- **Task directions**
An exact transcript of all the records is the expected answer.

- **Records for this task**
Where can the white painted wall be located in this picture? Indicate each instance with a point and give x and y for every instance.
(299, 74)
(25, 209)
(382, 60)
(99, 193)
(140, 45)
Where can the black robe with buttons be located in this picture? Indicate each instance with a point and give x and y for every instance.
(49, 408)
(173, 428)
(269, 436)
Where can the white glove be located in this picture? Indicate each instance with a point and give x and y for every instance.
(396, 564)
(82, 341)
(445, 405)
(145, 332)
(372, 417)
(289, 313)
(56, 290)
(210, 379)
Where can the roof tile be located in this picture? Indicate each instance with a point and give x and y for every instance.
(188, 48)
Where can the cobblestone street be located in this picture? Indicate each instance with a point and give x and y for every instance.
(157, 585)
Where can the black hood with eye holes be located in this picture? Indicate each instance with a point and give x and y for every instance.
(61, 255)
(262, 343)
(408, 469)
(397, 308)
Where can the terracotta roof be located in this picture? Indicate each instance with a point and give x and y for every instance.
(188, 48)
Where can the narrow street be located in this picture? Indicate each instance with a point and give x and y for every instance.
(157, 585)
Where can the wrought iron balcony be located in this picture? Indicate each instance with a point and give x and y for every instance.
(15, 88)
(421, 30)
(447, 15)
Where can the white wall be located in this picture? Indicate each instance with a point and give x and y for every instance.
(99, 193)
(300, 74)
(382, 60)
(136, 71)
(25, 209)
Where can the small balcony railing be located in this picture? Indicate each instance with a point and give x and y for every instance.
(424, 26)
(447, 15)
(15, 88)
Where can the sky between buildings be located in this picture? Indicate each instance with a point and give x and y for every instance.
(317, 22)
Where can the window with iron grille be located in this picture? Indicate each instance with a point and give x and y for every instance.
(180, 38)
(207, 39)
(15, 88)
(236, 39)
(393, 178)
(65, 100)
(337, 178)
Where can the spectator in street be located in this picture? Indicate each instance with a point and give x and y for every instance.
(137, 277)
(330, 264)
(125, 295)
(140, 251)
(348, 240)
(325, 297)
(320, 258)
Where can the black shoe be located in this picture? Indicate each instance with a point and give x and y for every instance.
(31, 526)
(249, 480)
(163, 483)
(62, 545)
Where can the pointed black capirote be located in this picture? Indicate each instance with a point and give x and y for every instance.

- **Answer space**
Where can the white painted wall be located in this picture? Indicate each instance with a point and give x and y for every instance.
(299, 74)
(25, 209)
(382, 60)
(99, 193)
(140, 45)
Where can the black robe with buttons be located in this picture? Indicate each instance with a point and give x and y for every instance.
(49, 408)
(173, 428)
(269, 436)
Where can the white glove be located in this picture? Indicate each instance with a point and give x and y for every instance.
(396, 564)
(82, 341)
(445, 405)
(145, 332)
(372, 417)
(289, 313)
(56, 290)
(210, 379)
Where can the roof tile be located in this picture? Indicate each instance with a point and give x and y for every instance.
(188, 48)
Where can the cobblestone street be located in this picture? Indicate each instance with a point and give x and y for every instance.
(157, 585)
Where can the black hood with eye holes be located in this picture? Indicate each instance with a point and give x and y for every instance.
(61, 255)
(262, 343)
(408, 469)
(397, 308)
Where can the terracotta roof be located in this picture? Indicate each instance with a point and give x and y for every instance.
(188, 48)
Where can the narrow street be located in this picture? Indicate each instance with a point and give x and y for every instance.
(157, 585)
Where can the wrought iron balcony be located in this picture? Indicate each instance with a point and give x and y for every instance.
(15, 88)
(421, 30)
(447, 15)
Where can the white wall be located in this picture? Indicate each instance with a point and give x and y for every instance.
(99, 193)
(300, 74)
(382, 60)
(136, 71)
(25, 209)
Where can the small balcony railing be located in this picture? Indicate each instance with a point and give x and y for every instance.
(424, 26)
(447, 15)
(15, 88)
Where can the sky between buildings be located in this picture? Indicate each instance with a point and give x and y for every instance.
(317, 22)
Where can the window with iron grille be located in this picture? Indicate each instance with a point and give x and y for every instance.
(180, 38)
(207, 39)
(15, 88)
(236, 39)
(393, 178)
(65, 100)
(337, 178)
Where can the spectator in street be located in this picture? Indicate each instance with a point and give x and y for every instance.
(137, 277)
(330, 264)
(125, 295)
(140, 251)
(348, 240)
(325, 297)
(320, 258)
Where can the black shoe be located in this picture? Indicate each instance with a point and give x and y for every instance.
(31, 526)
(249, 480)
(163, 483)
(62, 545)
Where can the pointed black capirote be located in this picture? Indicate each instance with a point and give x and y for every instance.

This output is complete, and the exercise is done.